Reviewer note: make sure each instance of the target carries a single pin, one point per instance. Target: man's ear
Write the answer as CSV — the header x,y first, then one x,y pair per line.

------------------------------------

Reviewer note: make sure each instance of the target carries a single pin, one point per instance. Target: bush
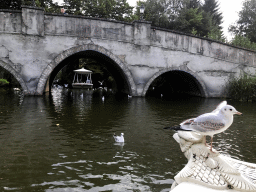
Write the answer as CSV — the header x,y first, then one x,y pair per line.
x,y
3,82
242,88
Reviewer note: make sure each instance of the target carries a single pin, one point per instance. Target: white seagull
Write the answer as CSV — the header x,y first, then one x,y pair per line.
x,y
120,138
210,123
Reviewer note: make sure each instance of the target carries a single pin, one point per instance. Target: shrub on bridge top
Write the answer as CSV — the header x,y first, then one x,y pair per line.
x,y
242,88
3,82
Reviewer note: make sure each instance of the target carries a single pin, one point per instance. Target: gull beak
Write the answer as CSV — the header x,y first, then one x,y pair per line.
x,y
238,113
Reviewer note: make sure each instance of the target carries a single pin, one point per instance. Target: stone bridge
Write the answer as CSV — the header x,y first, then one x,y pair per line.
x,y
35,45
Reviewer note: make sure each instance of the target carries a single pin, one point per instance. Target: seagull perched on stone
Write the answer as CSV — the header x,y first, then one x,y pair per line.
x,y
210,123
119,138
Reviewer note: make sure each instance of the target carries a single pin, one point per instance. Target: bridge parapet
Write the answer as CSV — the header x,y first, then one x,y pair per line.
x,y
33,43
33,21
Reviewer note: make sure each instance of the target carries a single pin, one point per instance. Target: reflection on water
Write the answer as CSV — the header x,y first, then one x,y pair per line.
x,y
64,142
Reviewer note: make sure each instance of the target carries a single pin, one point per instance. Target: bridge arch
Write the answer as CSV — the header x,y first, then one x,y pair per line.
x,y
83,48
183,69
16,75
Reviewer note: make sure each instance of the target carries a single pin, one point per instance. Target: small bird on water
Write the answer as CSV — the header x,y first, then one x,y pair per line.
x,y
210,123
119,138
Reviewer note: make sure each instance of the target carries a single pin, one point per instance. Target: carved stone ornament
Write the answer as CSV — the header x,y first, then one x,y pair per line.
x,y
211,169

------------------------------------

- _Directions for this task_: Reproduce each line of the data containing the word "seagull".

- _Result below_:
Reviewer note: make sure each instance of the target carries a single pin, one point per instance. Target: white seagull
Reviewer note: make sure each instance of the target carries a single pin, one point per instance. Target: seagull perched on stone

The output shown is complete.